# Written request
Collect every line in the rows below that contains the string "machine", matching case exactly, and copy each one in full.

+++ Input +++

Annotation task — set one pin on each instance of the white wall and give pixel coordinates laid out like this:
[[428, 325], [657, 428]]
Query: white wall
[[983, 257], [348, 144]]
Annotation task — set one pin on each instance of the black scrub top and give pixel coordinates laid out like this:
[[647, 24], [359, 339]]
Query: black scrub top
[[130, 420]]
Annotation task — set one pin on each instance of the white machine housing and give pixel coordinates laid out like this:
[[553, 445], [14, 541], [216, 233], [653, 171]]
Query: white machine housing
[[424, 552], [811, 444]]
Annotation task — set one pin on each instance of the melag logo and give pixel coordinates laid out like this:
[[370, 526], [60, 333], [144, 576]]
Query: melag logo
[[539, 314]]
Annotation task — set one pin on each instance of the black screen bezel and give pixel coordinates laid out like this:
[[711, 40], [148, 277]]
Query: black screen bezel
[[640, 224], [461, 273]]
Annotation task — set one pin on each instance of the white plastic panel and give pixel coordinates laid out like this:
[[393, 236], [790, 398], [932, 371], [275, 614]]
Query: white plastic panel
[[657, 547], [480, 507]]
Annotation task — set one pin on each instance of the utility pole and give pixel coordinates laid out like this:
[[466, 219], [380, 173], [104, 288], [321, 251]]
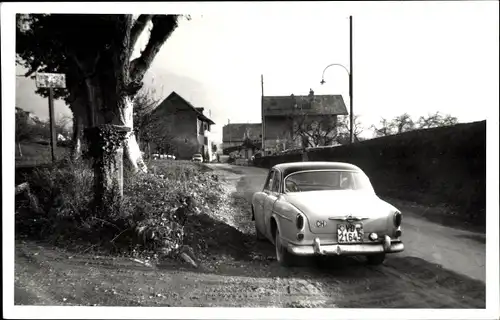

+++

# Finished exercise
Annotation task — set one pin on each instance of the white machine housing and give pixel coordinates laid out like this:
Query: white machine housing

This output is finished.